= Exercise aim =
Your output must consist solely of the lines from the one containing "of the bright" through the end of the records, reproduced exactly.

= Data supplied =
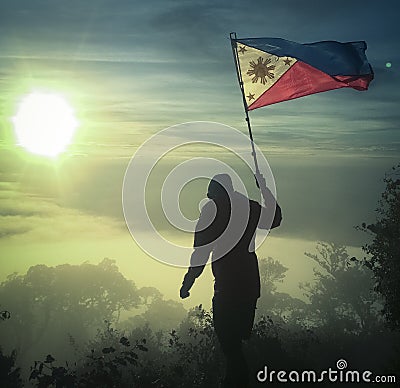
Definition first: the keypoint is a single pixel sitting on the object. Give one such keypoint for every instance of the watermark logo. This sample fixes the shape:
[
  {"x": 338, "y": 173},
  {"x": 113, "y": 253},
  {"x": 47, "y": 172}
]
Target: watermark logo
[
  {"x": 171, "y": 170},
  {"x": 340, "y": 374}
]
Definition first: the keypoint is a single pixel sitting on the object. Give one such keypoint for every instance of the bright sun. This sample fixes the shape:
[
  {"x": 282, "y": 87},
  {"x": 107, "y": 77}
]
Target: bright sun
[{"x": 45, "y": 124}]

= Solution to the problem =
Definition first: the keypoint is a single pixel sitting on the object. Give one such keypoint for every instance of the bright sun. This sample fixes the shape:
[
  {"x": 282, "y": 87},
  {"x": 107, "y": 77}
]
Target: bright sun
[{"x": 45, "y": 124}]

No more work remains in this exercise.